Work request: A single number is expected: the count of lines in the records below that contain "field".
+++ Record set +++
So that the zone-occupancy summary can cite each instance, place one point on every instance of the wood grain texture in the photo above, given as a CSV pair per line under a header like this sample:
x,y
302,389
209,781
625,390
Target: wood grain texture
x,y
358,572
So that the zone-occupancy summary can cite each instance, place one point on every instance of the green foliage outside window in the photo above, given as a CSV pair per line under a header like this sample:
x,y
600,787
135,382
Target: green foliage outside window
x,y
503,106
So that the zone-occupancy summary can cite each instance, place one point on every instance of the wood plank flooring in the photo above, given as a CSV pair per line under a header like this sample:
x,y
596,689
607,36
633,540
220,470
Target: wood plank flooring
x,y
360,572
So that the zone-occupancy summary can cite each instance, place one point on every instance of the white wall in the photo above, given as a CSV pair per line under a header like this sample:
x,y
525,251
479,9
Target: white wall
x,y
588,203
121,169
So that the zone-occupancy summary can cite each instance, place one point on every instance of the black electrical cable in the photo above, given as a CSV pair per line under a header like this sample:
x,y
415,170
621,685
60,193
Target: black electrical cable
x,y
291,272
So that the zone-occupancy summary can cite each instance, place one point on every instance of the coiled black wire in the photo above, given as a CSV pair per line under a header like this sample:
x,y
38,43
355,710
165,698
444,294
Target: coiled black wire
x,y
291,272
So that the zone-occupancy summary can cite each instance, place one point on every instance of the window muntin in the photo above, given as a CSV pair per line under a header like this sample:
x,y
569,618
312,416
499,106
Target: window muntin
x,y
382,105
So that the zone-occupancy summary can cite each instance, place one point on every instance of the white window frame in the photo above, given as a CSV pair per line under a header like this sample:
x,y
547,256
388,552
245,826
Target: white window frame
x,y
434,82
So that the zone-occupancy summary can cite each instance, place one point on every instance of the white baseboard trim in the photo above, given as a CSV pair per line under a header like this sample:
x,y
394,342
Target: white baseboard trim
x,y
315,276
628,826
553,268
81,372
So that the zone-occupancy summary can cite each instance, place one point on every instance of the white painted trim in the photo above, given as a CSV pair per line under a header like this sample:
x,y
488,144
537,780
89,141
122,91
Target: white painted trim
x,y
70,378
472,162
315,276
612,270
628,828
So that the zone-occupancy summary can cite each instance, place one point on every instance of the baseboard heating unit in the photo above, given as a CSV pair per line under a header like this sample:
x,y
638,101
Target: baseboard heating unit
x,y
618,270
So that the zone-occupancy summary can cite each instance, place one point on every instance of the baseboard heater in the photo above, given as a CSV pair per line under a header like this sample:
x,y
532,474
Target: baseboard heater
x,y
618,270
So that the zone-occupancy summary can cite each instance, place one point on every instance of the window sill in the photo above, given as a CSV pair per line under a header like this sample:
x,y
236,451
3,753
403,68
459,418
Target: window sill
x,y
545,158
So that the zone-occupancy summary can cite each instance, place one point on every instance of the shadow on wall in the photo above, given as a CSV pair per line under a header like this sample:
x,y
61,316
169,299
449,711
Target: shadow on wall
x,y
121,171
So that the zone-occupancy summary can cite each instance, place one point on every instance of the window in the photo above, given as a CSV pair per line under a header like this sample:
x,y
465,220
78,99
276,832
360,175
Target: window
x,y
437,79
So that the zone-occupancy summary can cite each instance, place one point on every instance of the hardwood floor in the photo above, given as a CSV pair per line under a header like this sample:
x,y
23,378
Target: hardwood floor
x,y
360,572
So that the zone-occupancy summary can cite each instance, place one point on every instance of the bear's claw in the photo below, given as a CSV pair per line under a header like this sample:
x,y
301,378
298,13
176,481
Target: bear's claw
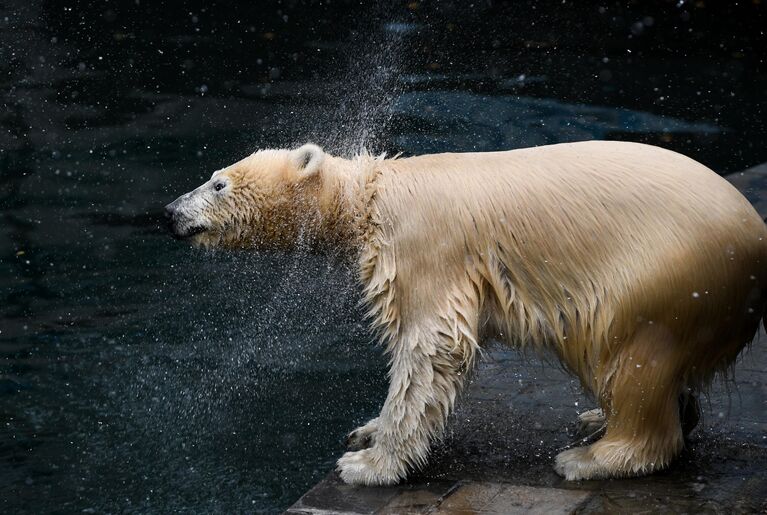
x,y
363,437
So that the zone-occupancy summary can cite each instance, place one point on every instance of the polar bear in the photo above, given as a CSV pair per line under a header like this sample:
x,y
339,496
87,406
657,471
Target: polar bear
x,y
642,270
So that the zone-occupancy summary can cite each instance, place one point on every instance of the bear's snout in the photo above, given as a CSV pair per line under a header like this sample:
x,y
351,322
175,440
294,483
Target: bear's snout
x,y
180,225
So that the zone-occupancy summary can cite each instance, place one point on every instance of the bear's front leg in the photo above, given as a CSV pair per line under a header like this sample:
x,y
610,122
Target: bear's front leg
x,y
427,373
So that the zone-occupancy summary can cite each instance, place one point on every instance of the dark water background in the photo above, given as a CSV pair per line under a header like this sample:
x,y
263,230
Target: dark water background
x,y
139,375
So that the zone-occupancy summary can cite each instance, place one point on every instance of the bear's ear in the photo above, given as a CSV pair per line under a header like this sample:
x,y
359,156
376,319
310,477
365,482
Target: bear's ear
x,y
308,159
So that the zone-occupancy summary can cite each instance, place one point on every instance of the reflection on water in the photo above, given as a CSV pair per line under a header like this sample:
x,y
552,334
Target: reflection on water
x,y
460,121
140,375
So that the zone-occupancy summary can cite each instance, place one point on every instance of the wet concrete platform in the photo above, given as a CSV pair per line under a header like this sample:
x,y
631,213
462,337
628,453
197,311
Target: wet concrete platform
x,y
520,411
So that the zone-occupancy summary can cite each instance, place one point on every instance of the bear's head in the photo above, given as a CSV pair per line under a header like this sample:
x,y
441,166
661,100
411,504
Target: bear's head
x,y
271,199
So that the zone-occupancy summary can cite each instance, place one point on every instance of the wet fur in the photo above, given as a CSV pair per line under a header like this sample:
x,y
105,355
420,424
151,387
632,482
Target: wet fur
x,y
640,269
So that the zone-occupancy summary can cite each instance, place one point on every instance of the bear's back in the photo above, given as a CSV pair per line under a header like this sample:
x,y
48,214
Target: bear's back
x,y
643,227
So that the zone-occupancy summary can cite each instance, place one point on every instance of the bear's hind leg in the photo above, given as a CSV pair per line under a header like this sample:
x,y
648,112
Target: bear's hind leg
x,y
591,421
644,432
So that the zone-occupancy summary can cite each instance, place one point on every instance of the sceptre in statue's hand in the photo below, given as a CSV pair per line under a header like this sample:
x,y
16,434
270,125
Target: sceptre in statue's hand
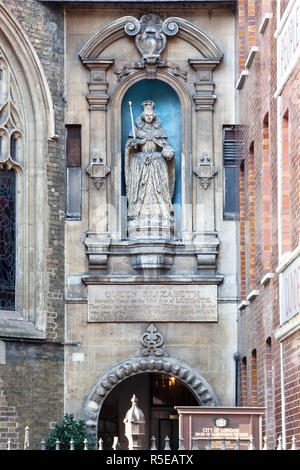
x,y
131,115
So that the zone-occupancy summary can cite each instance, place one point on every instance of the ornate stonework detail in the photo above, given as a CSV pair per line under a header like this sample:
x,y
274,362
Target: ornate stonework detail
x,y
150,35
152,341
151,69
138,365
205,171
98,171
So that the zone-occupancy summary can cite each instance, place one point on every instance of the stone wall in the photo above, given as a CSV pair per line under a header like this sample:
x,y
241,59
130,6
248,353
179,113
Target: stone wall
x,y
266,233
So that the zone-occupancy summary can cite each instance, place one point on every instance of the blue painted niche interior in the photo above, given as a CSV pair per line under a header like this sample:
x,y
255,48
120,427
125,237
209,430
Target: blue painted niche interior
x,y
168,108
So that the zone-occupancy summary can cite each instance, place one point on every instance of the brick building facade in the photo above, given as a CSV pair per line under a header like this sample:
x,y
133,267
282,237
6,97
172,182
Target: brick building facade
x,y
268,135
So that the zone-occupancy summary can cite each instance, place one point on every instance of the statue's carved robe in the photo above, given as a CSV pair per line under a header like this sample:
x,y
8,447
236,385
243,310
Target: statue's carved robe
x,y
150,176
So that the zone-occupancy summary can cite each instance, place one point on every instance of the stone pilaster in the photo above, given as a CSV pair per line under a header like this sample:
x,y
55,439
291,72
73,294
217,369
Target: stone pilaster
x,y
206,240
97,240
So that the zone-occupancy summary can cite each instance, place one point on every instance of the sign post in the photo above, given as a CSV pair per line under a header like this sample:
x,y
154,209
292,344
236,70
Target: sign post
x,y
218,425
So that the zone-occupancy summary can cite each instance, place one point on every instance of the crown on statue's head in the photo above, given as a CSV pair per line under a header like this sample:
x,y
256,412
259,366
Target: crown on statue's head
x,y
148,105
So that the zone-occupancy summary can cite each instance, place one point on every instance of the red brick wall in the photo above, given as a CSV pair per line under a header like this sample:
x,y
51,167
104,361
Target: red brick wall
x,y
259,224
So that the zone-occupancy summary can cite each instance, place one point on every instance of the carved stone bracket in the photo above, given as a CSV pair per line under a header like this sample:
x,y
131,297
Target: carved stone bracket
x,y
98,171
97,250
205,171
151,38
152,341
151,69
9,163
204,85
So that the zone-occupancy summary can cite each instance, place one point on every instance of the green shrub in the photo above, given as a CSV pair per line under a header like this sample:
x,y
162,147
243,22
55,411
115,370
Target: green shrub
x,y
69,429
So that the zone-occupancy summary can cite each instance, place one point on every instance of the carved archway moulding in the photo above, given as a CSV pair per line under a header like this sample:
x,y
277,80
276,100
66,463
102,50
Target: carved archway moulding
x,y
31,68
116,30
139,365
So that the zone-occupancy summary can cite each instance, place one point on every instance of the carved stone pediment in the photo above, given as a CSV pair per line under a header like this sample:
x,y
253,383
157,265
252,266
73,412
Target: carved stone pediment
x,y
150,35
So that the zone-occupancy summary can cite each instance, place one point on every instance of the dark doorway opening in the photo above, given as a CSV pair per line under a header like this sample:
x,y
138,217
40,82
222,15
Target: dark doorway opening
x,y
157,395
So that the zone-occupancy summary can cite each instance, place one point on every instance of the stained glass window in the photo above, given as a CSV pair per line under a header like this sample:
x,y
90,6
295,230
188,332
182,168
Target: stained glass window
x,y
7,238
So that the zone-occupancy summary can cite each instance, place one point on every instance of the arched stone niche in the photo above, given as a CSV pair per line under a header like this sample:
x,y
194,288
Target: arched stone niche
x,y
115,107
106,206
199,387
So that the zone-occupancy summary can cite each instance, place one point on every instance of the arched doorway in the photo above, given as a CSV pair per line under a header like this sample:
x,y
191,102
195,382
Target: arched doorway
x,y
157,395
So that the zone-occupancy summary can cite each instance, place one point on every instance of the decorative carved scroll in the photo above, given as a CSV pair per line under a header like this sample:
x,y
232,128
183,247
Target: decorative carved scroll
x,y
205,171
98,171
152,341
150,35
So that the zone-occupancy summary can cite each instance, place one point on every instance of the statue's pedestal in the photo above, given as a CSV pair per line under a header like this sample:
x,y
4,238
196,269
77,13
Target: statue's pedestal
x,y
151,228
152,256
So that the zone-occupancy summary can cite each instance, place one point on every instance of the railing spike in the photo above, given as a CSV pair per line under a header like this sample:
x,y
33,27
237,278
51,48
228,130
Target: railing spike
x,y
100,444
26,438
153,445
195,443
251,444
208,445
279,447
85,444
223,446
116,444
167,443
237,444
293,443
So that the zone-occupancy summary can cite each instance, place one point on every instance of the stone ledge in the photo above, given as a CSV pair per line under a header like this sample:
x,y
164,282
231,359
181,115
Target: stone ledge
x,y
179,279
251,56
241,79
287,259
243,304
252,295
267,277
264,23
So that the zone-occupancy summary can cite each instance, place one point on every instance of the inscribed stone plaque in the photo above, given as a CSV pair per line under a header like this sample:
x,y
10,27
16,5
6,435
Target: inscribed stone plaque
x,y
152,303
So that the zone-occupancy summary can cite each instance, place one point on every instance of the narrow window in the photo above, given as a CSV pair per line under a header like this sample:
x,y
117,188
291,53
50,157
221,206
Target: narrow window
x,y
251,218
254,378
73,158
230,172
266,183
7,239
242,232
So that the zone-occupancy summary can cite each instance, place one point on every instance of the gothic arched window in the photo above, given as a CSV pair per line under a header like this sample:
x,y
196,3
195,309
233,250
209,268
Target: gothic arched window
x,y
7,238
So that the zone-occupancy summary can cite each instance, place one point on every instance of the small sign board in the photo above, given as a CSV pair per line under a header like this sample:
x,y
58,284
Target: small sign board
x,y
215,426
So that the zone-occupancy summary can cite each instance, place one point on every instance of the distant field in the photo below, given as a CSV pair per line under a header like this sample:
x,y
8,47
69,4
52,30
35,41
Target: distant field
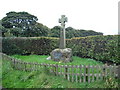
+++
Exercise response: 2